Reproduce word for word the stretch of lines below from the one containing "of the buick" through the end of the records, both ends included, and leave the pictures out of your answer.
===== DATA EXCERPTS
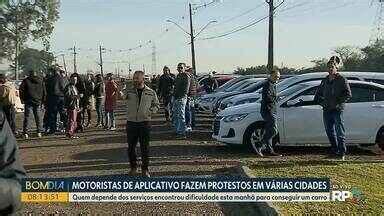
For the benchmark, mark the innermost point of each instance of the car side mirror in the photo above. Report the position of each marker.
(294, 102)
(301, 100)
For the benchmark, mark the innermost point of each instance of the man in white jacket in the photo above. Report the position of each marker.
(11, 170)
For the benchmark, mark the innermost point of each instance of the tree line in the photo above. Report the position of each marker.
(367, 59)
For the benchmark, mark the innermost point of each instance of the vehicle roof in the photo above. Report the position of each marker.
(317, 82)
(346, 73)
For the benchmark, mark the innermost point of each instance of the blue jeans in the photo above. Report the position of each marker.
(36, 110)
(190, 113)
(334, 127)
(110, 119)
(179, 115)
(271, 130)
(100, 110)
(55, 106)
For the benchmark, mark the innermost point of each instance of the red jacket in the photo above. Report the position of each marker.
(111, 94)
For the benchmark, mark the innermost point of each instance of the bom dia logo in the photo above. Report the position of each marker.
(45, 185)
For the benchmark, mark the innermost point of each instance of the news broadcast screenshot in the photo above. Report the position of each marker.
(191, 107)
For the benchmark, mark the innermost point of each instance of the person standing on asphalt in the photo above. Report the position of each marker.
(80, 86)
(154, 83)
(333, 93)
(165, 91)
(111, 93)
(182, 83)
(72, 104)
(8, 97)
(55, 86)
(32, 95)
(100, 100)
(11, 170)
(190, 107)
(142, 102)
(268, 112)
(88, 98)
(210, 84)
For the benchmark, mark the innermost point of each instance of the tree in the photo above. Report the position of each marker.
(23, 20)
(351, 57)
(374, 57)
(33, 59)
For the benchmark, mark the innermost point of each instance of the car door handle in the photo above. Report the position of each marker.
(378, 106)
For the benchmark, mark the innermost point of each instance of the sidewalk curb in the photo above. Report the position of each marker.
(262, 208)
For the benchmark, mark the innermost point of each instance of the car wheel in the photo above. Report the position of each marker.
(380, 139)
(253, 136)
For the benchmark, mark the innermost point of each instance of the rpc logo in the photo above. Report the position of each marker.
(355, 196)
(341, 195)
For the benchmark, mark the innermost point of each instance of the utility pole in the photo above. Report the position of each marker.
(64, 64)
(74, 59)
(101, 60)
(154, 65)
(129, 70)
(270, 37)
(191, 32)
(17, 44)
(192, 40)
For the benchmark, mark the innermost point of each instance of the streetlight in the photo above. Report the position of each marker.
(193, 37)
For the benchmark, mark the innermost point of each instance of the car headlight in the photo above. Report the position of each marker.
(207, 100)
(229, 104)
(245, 101)
(235, 118)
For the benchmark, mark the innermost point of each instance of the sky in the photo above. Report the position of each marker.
(304, 30)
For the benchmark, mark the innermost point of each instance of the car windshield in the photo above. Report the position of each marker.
(237, 85)
(290, 91)
(228, 84)
(281, 86)
(254, 86)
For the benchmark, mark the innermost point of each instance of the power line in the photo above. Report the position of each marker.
(241, 28)
(238, 16)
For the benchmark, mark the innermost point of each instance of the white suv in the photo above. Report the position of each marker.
(300, 121)
(284, 84)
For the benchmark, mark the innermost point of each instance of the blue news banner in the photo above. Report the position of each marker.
(176, 189)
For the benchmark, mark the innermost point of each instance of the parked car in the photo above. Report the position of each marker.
(18, 105)
(221, 80)
(300, 120)
(253, 97)
(206, 102)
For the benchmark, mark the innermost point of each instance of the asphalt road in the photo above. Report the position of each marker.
(104, 153)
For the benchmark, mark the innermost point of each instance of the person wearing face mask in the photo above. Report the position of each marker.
(268, 112)
(72, 105)
(32, 95)
(332, 94)
(182, 83)
(142, 103)
(111, 93)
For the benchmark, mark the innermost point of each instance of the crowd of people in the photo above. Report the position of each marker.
(64, 104)
(61, 104)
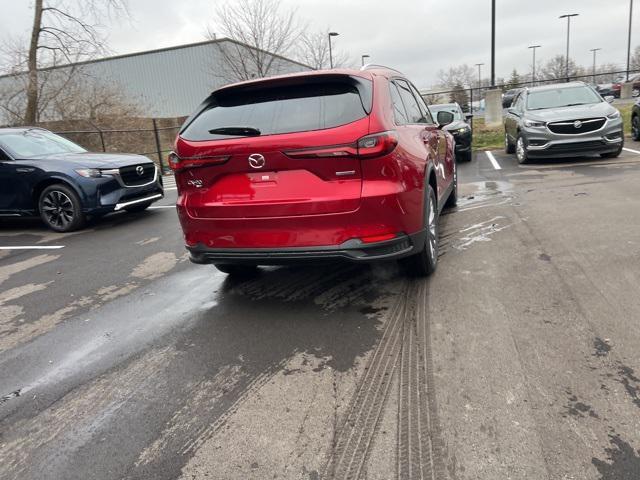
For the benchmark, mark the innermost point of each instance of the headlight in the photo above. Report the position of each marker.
(89, 172)
(533, 123)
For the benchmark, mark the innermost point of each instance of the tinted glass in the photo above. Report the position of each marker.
(422, 104)
(398, 108)
(562, 97)
(35, 143)
(414, 115)
(278, 110)
(457, 113)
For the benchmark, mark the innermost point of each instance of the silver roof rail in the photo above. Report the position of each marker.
(370, 66)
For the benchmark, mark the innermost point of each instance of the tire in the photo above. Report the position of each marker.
(508, 146)
(425, 262)
(138, 208)
(452, 201)
(465, 156)
(635, 128)
(60, 208)
(237, 270)
(521, 150)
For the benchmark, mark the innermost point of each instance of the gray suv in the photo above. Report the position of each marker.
(562, 120)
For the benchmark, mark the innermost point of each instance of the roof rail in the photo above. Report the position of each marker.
(370, 66)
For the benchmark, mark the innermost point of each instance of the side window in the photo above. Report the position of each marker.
(414, 115)
(398, 108)
(422, 105)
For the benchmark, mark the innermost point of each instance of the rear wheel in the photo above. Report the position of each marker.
(424, 263)
(237, 270)
(60, 208)
(521, 150)
(635, 127)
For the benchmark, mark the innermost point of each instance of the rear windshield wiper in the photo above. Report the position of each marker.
(236, 131)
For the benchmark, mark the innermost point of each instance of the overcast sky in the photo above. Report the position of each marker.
(418, 37)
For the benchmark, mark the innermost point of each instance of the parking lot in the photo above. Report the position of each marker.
(518, 359)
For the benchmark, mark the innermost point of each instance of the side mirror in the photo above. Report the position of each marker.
(444, 118)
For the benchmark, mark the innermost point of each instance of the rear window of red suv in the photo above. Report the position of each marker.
(281, 109)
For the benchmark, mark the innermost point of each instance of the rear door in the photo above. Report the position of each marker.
(302, 162)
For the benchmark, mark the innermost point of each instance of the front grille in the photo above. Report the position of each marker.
(576, 127)
(577, 146)
(136, 175)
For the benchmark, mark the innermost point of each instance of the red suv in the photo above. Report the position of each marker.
(339, 164)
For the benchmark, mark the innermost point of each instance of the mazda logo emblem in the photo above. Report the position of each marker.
(256, 160)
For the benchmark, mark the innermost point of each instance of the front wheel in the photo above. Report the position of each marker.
(635, 128)
(424, 263)
(60, 208)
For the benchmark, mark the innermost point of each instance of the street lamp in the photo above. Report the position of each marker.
(629, 40)
(479, 65)
(594, 50)
(331, 34)
(568, 17)
(533, 70)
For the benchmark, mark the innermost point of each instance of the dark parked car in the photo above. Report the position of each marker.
(562, 120)
(509, 96)
(314, 166)
(459, 128)
(44, 174)
(635, 121)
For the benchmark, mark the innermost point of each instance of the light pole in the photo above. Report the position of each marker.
(568, 17)
(493, 43)
(331, 34)
(594, 50)
(533, 65)
(479, 65)
(629, 40)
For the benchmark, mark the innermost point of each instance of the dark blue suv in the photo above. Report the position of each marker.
(44, 174)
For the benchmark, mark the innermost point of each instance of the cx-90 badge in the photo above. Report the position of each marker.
(256, 160)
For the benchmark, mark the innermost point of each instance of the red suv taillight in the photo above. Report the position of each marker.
(369, 146)
(176, 163)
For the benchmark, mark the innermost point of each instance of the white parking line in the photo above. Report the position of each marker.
(33, 247)
(493, 160)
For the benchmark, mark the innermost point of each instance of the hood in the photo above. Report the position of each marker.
(455, 125)
(601, 109)
(98, 160)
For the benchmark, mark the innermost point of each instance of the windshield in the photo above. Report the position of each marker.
(561, 97)
(35, 143)
(457, 115)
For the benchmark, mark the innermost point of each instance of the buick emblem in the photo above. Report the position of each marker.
(256, 160)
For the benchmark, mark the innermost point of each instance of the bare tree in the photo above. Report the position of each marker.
(262, 25)
(313, 50)
(63, 31)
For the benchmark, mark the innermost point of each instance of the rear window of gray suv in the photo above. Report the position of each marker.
(561, 97)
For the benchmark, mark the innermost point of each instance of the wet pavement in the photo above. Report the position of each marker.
(518, 359)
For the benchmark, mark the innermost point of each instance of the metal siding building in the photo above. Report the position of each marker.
(168, 82)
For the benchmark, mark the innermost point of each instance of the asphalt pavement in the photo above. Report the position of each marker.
(518, 359)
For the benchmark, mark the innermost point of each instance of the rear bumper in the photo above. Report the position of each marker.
(351, 250)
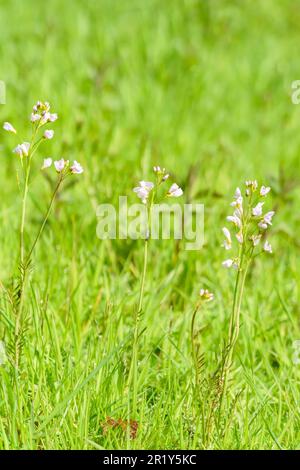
==========
• _RESULT BELOW_:
For the benchmark, mark the innermost point of each instance of the buick emblem in the photo above. Report the position of each marker.
(256, 160)
For the benchmark, mark the innermost point of each instance of the bare tree in the photo above. Report the position of each marker.
(262, 25)
(313, 50)
(63, 31)
For the benchmark, mark the innermost point of each instance of the rear window of gray suv in the photo above. Report the position of each marker.
(561, 97)
For the benchmark, mark the innermost point of each instance of the wet pavement in the photo above. Report the position of each marker.
(518, 359)
For the benchmark, mark the innermost point of each instance of the metal siding building in the photo above. Report the position of each marker.
(168, 82)
For the benchmark, mark the innermost point of each instance of the asphalt pavement in the photo above. Report the position of each marker.
(518, 359)
For the benchmark, mark the innermost point of each instance of the rear bumper in the photo above. Report the position of each marker.
(351, 250)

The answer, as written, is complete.